**** Text segment
October 26th, 2015 · Comments

In what can only be described as a jam-packed episode, Matt & Ed, inspired by an interview with UCL professor Melvyn Stokes, who is conducting a study of British cinemagoing habits in the 1960s, talk about their own cinemagoing experiences. This very quickly shifts to them wondering whether or not cinema as a mass medium is doomed, and whether George Lucas is a Cassandra-like prophet of things to come. Scary stuff. 

Before that, though, they tackle the week's news (which is dominated by Back to the Future and Star Wars, unsurprisingly), respond to some listener mail, and pay tribute to Sheffield cinema legend Dr. Clifford Shaw, who passed away this week at the age of 96.
As mentioned in the episode, you can find details of Melvyn Stokes' study at www.ucl.ac.uk/cinemamemories. You'll also find the questionnaire, which can be completed online, or sent via post.
********
**** Material shown
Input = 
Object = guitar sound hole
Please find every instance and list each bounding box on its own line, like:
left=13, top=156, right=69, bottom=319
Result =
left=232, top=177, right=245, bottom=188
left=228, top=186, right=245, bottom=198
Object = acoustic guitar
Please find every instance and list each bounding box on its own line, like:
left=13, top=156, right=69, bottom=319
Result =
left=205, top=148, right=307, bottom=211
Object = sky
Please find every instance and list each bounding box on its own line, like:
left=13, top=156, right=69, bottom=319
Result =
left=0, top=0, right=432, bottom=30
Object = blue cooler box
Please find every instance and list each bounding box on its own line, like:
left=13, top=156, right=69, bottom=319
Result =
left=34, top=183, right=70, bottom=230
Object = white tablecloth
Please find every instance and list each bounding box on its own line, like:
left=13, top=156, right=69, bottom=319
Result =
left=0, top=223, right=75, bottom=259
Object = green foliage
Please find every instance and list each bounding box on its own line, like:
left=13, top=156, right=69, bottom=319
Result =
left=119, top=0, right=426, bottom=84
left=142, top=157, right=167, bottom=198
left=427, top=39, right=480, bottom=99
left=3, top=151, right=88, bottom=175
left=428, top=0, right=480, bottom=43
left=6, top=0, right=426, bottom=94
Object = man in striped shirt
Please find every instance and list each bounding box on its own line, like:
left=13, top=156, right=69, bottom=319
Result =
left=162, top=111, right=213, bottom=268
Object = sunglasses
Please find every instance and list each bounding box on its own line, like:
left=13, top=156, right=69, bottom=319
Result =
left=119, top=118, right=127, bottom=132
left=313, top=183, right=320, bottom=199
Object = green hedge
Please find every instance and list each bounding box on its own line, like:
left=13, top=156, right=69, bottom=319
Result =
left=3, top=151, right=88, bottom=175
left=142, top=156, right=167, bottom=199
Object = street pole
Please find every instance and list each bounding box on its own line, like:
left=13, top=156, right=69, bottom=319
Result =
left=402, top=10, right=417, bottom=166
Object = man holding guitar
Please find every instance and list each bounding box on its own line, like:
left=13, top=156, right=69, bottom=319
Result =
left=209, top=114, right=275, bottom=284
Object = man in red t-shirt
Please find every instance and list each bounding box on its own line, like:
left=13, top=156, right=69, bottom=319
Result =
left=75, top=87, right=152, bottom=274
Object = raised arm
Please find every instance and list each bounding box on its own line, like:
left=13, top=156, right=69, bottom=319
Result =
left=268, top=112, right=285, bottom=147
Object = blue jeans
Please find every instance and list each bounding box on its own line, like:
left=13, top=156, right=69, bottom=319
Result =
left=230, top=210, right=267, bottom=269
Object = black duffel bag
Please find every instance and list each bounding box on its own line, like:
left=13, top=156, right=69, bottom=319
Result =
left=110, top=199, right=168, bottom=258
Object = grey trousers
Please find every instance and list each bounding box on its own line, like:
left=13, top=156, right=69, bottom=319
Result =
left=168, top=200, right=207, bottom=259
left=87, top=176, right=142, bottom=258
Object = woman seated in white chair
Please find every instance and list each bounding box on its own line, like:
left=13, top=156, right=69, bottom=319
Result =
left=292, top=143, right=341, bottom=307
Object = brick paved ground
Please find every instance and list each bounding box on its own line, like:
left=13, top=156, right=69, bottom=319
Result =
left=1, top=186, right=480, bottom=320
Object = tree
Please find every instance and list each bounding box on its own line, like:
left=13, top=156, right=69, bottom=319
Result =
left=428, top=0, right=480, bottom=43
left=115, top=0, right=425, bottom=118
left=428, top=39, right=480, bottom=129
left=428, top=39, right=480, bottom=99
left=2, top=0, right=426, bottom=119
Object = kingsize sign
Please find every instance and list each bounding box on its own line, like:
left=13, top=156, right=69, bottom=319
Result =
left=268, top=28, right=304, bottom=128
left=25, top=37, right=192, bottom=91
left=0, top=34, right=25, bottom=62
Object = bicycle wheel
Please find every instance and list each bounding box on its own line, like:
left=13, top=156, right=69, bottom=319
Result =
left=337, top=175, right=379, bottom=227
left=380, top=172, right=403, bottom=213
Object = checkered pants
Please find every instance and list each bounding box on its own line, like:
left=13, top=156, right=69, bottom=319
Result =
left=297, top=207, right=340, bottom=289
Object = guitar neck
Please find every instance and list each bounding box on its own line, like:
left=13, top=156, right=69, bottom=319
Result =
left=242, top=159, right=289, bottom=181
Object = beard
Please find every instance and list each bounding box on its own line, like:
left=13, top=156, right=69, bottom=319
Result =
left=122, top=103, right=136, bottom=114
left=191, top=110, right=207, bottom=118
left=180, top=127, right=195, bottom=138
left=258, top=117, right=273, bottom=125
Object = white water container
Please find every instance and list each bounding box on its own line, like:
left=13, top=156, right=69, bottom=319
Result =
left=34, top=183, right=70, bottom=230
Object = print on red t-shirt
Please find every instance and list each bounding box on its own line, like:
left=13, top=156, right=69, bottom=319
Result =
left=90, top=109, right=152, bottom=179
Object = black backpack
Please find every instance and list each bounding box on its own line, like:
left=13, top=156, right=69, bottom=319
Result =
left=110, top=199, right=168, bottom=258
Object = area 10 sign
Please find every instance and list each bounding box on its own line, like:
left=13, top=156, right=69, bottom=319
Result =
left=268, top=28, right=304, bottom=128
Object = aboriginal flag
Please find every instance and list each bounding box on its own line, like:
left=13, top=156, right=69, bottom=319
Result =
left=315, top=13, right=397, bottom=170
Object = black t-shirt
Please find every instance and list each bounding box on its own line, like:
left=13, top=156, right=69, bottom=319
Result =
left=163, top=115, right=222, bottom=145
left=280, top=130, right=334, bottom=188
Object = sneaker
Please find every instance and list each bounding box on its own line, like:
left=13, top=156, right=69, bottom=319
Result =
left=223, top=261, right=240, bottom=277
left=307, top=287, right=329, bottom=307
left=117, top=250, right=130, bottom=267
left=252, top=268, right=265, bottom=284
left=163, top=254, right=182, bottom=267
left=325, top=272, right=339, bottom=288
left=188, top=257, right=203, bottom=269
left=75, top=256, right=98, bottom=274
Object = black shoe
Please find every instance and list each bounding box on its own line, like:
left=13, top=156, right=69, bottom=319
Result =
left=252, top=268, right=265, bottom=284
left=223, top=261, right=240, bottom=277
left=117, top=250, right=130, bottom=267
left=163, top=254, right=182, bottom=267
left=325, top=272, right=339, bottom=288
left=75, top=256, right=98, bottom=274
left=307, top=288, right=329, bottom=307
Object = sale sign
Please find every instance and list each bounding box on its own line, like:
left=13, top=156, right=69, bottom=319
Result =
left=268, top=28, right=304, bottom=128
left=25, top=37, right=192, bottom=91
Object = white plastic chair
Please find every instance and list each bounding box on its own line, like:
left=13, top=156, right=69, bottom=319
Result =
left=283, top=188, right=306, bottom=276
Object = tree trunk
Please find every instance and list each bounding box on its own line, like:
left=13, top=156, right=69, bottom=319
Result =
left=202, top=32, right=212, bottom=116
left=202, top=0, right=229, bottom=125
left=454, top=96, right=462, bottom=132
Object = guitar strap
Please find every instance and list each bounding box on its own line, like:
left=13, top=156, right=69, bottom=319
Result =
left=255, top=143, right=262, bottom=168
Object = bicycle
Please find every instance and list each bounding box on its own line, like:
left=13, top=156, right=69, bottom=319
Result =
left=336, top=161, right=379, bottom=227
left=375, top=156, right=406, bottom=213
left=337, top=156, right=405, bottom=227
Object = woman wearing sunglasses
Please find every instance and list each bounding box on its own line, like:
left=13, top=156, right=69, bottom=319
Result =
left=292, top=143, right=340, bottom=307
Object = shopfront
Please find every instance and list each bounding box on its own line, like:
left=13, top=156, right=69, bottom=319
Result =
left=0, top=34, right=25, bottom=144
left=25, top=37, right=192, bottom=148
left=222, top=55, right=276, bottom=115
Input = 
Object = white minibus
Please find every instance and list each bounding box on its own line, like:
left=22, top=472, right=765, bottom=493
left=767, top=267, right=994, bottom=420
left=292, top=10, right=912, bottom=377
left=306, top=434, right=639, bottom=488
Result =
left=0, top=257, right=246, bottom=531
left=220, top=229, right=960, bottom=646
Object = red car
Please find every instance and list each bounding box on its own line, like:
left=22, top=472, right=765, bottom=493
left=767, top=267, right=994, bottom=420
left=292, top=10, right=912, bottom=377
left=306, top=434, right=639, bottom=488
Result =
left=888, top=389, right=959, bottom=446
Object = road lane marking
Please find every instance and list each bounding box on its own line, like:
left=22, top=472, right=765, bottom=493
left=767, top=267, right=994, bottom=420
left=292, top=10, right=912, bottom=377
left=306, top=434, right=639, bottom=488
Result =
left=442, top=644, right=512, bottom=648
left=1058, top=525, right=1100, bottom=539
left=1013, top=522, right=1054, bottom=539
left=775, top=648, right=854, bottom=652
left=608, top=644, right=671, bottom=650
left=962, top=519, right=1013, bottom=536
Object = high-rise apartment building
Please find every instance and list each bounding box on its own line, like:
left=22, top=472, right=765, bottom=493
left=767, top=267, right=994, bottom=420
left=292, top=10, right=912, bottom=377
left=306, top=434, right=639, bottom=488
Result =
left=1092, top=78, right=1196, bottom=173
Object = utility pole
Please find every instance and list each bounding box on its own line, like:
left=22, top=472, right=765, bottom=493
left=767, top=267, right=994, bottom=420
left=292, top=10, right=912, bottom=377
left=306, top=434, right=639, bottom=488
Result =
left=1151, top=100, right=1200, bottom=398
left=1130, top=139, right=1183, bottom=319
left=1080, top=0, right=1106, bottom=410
********
▶ **Your tasks**:
(1) Reproduce everything in the episode description from "As mentioned in" down to "sent via post.".
(2) Answer these questions using the episode description.
(a) At which university is Melvyn Stokes a professor?
(b) At what age did Dr. Clifford Shaw pass away?
(c) Which two films dominated the week's news?

▶ **Solution list**:
(1)
As mentioned in the episode, you can find details of Melvyn Stokes' study at www.ucl.ac.uk/cinemamemories. You'll also find the questionnaire, which can be completed online, or sent via post.

(2)
(a) UCL
(b) 96
(c) Back to the Future and Star Wars